DOCUMENT SECTION:
◆ ◆ ◆ ◆ ◆ ◆ ◆
And he did so without the expenditure of hot minor league prospects Kyle Drabek, Dom Brown and Michael Taylor. And for a package that included low-Class A prospect Jason Knapp, a towering teenaged righthander sidelined with "shoulder fatigue," the Indians tossed in 27-year-old outfielder Ben Francisco. He is a UCLA product with speed and power who will make a bad memory of outfielder John Mayberry's sweeping, ungainly flails at anything that breaks. Francisco has a chance to make Charlie Manuel's position player array scarily good.
By the way, Knapp's sizzling but erratic high-90s fastball could have arrived at the Bank as early as 2012. Anybody out there who was eager to wait 3 more years for his arrival? Cliff Lee is on schedule to start tomorrow against the Giants, depending on how Manuel sets his new rotation.
Ruben Amaro Jr. gets to drive the Clydesdales this October. And if he can land a back-of-the-rotation righthander for J.A. Happ - Arizona's Jon Garland, perhaps - and toss a few B-list bodies Baltimore's way for lefthanded closer George Sherrill, Ruben can have his pick from Hertz-Rent-a-Pooch for his Budwagon canine companion.
Jason Donald overachieved his way into the spring-training mix as a possible early season hedge against a Chase Utley setback by tearing up the Arizona Fall League. But the infielder showed few elements of his offensive versatility in Clearwater and earned his option to Triple A. A bad start in Lehigh Valley was exacerbated by a knee injury that landed him on the DL - just when he was being mentioned in trade rumors involving Red Sox righthander Brad Penny. Donald was activated after a lengthy rehab that started with the Gulf Coast League rookie team and was back in time to produce two hits for Indians scouts Tuesday in Allentown.
Donald is a high-motor grinder in the Mark DeRosa mold who is well-suited for an American League No. 2 or 9 spot in a batting order. While he lacks range at short, it is his most natural position.
The biggest chip Amaro played, however, was catcher Lou Marson. He is a big kid who was supposed to grow into a little more power than he has generated. However, Lou is a fine receiver who was an Eastern League .300 hitter last year and was flirting with .300 at Lehigh Valley. Scouts downgrade his throwing, however. Lou is not blessed with a powerful arm and needs slide-step help from a pitching staff. Basestealers are running .750 against him this season.
I don't know how the Indians rank the four futures they accepted for Lee and Francisco. But if I was guessing where they will be a year from now, they would look like this:
Marson: Indians backup.
Donald: Utility infielder with a puncher's chance to seize an opportunity.
Carrasco: Will get spring-training chance to make rotation back end, but might need more Triple A experience.
Knapp: High-Class A.
One short-term Phillies projection. Mayberry goes down. Eric Bruntlett is the only backup middle infielder and is safe. Jamie Moyer will not be sent to the bullpen, no matter what. Ditto Pedro Martinez. You can't ask veteran starters to adjust to the vagaries of situational relief.
You can pencil Cliff Lee into the No. 1 or 2 slot, depending on how Manuel chooses to apportion what could suddenly become an embarrassment of pitching riches reading Lee, Hamels, Blanton, Moyer, Happ (or possible righthanded replacement), Pedro.
I don't know if there is an all-points bulletin out for Ruben Amaro in Ohio, but there should be. Grand Theft. Really grand.
◆ ◆ ◆ ◆ ◆ ◆ ◆
SUPPLIED INFORMATION:
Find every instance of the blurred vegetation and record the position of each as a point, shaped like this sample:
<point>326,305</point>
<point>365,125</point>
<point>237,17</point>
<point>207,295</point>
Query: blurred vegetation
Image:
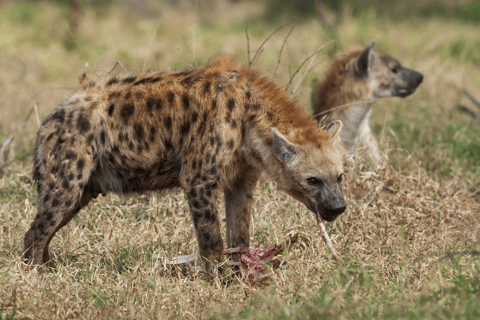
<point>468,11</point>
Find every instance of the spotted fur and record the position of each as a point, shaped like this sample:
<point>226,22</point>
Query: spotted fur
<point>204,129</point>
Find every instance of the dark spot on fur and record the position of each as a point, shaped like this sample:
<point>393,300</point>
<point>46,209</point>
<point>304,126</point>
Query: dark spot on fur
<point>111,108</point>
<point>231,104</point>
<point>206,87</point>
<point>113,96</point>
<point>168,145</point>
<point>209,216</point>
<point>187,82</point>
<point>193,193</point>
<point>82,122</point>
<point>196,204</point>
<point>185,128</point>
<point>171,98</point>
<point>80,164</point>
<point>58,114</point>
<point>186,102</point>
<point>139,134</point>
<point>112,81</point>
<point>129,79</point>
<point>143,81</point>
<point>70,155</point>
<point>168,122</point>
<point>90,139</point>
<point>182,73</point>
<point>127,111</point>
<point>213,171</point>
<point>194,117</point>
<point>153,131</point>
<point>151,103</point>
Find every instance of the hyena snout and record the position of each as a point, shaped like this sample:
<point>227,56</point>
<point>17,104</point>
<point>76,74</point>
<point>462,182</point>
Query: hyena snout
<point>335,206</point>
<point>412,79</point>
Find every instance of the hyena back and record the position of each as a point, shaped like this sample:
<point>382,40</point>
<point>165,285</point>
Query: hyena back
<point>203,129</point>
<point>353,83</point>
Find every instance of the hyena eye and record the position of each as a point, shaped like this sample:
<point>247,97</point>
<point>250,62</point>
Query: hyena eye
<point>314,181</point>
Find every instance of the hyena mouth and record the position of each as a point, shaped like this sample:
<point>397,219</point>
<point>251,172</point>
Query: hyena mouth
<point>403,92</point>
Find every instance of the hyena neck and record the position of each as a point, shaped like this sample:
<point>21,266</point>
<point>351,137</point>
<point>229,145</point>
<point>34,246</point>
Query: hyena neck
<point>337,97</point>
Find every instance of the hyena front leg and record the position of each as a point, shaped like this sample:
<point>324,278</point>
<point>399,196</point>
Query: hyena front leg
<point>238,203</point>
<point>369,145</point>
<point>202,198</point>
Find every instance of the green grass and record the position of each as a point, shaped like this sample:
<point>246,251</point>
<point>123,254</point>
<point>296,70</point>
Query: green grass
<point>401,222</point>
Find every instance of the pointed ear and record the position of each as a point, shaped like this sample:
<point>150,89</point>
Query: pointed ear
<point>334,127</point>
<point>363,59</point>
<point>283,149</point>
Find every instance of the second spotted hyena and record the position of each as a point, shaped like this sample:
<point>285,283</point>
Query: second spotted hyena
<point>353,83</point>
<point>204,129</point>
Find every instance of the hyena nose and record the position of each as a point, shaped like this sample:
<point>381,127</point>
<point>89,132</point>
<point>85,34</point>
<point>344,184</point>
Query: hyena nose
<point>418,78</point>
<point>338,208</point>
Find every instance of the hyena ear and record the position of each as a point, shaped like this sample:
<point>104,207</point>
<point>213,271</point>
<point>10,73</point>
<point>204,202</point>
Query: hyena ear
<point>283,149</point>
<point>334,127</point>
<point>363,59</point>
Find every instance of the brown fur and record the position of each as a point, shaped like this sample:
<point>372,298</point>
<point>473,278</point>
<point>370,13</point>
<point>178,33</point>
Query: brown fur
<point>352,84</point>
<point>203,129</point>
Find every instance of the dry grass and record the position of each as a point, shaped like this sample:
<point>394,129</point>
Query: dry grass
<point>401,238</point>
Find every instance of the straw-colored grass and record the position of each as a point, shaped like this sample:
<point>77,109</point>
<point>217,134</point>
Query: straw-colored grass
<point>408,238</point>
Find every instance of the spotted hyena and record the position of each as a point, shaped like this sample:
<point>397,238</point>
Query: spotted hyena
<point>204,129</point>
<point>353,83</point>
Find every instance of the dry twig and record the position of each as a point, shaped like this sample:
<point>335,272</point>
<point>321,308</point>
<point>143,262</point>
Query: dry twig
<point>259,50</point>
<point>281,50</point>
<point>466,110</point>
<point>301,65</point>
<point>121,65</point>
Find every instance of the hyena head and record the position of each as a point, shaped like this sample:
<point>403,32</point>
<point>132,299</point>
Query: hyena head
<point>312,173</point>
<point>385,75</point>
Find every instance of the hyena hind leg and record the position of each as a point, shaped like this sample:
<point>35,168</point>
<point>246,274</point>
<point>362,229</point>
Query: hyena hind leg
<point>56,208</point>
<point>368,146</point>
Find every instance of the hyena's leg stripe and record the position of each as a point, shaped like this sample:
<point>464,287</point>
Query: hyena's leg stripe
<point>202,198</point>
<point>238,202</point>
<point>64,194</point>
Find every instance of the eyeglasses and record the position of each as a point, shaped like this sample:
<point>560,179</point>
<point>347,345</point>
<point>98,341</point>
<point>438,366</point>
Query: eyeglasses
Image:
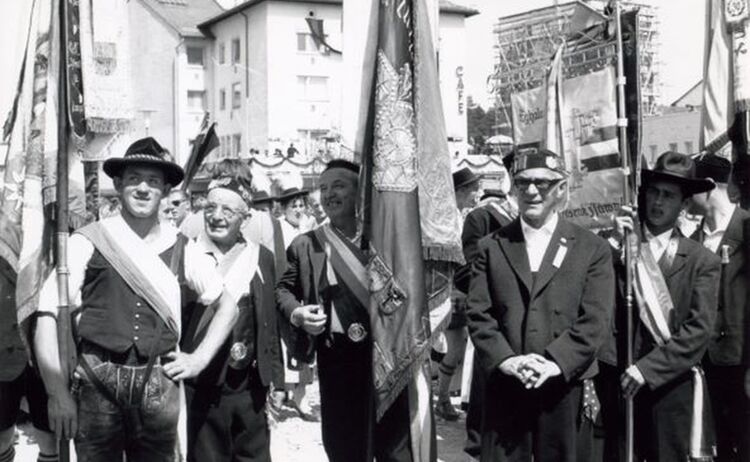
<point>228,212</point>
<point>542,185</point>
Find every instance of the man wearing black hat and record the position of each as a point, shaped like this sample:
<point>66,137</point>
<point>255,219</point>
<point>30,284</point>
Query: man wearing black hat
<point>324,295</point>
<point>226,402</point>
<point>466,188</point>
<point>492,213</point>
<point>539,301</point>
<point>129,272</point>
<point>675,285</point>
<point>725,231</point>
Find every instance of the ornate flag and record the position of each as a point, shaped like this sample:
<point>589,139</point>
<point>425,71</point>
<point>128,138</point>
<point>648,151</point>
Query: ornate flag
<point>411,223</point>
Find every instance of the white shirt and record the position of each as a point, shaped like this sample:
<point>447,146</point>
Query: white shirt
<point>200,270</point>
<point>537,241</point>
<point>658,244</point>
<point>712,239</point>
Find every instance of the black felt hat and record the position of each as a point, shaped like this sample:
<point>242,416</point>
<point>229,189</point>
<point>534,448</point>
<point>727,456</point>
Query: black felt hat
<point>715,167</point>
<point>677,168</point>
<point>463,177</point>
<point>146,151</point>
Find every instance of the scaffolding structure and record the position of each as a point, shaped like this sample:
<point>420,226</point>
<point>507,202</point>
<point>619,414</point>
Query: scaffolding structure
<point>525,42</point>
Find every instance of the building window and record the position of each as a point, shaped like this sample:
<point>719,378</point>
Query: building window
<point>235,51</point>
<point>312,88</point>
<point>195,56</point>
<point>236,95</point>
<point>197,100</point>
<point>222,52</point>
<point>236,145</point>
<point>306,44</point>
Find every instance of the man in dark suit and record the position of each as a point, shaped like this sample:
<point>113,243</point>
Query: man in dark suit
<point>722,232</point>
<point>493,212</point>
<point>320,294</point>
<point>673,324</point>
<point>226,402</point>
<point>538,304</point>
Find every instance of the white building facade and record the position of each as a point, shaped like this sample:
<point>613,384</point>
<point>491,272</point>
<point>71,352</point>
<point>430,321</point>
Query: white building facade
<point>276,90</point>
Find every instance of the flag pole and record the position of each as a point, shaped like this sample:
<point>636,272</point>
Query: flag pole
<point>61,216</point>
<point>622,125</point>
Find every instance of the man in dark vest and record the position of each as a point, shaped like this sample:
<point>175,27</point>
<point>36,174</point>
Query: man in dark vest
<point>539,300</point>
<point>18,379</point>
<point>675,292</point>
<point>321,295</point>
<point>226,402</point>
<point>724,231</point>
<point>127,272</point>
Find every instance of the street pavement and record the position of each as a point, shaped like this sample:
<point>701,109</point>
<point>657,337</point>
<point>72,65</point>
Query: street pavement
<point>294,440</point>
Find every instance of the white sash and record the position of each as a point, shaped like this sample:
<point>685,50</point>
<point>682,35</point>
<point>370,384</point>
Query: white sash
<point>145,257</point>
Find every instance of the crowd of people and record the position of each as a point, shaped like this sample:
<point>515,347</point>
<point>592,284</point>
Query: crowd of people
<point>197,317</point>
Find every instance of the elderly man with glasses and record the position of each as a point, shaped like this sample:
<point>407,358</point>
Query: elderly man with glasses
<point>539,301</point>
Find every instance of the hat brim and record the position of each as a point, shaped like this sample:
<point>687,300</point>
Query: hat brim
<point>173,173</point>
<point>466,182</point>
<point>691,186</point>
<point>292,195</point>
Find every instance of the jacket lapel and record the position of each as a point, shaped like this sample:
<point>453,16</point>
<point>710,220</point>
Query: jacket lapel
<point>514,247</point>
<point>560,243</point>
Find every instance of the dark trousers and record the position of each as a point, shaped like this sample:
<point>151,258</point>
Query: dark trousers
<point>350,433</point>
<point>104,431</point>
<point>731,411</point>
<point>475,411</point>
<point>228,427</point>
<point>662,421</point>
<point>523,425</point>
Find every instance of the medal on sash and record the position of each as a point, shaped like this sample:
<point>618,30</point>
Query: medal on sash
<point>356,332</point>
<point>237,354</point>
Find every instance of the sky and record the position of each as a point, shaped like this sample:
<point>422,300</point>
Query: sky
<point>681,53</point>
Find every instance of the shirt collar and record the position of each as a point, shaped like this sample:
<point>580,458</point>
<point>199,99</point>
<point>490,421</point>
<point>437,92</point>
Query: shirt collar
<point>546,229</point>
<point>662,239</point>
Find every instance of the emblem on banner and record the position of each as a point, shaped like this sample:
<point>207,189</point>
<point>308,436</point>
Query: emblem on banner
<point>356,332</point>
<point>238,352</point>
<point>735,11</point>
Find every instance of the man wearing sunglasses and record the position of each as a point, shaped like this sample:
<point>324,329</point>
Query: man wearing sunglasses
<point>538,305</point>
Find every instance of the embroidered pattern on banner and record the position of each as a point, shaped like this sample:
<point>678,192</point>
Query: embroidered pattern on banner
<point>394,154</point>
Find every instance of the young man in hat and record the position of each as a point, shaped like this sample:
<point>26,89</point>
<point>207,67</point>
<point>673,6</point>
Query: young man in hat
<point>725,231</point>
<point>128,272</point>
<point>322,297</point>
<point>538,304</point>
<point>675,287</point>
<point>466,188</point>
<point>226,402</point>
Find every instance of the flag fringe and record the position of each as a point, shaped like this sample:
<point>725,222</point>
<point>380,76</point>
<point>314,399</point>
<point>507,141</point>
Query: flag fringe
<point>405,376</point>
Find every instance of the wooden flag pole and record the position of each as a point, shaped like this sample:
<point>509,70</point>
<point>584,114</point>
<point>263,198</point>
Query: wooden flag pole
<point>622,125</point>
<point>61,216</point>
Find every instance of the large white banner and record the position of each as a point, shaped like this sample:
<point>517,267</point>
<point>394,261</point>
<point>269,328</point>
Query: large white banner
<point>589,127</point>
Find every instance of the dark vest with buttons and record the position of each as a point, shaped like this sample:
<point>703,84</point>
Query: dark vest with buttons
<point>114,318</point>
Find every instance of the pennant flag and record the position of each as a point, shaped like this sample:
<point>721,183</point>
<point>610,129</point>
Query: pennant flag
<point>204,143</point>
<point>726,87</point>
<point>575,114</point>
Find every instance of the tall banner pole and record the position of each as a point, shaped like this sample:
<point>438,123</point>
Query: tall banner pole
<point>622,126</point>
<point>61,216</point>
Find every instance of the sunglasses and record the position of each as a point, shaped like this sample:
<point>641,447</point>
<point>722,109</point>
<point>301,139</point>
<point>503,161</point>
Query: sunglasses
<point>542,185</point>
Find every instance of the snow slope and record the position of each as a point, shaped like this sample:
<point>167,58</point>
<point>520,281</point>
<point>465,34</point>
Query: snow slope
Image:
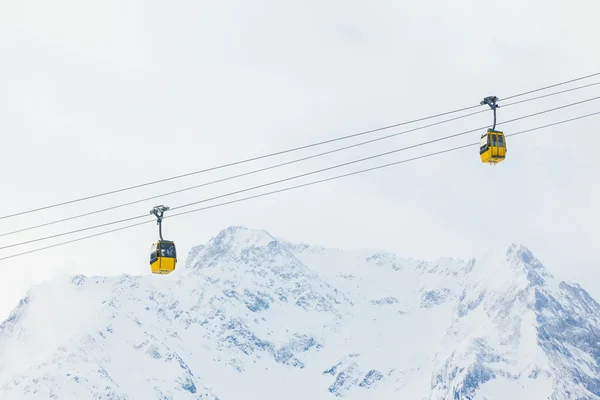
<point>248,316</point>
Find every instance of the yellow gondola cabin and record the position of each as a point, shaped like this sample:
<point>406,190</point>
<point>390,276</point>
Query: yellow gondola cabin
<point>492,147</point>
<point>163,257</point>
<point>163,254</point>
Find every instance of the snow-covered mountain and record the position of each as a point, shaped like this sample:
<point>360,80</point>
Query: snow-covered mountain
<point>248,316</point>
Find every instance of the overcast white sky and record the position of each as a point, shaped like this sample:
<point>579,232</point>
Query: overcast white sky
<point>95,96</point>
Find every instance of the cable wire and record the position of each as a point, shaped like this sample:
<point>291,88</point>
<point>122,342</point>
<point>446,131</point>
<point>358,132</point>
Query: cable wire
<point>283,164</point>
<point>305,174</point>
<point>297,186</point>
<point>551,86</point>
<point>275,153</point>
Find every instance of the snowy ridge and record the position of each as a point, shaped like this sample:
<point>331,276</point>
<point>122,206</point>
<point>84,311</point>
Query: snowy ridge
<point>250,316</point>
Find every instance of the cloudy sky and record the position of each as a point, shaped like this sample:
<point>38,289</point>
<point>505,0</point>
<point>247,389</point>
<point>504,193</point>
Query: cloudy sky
◆ ◆ ◆ ◆ ◆ ◆ ◆
PROMPT:
Please explain why, according to the Cliff Lee trade article, Jamie Moyer and Pedro Martinez will not be moved to the bullpen. Answer in one to three sentences. The items aren't needed for this work.

YOUR SOLUTION:
According to the article, Moyer and Martinez are veteran starters, and veteran starters can't be asked to adjust to the vagaries of situational relief.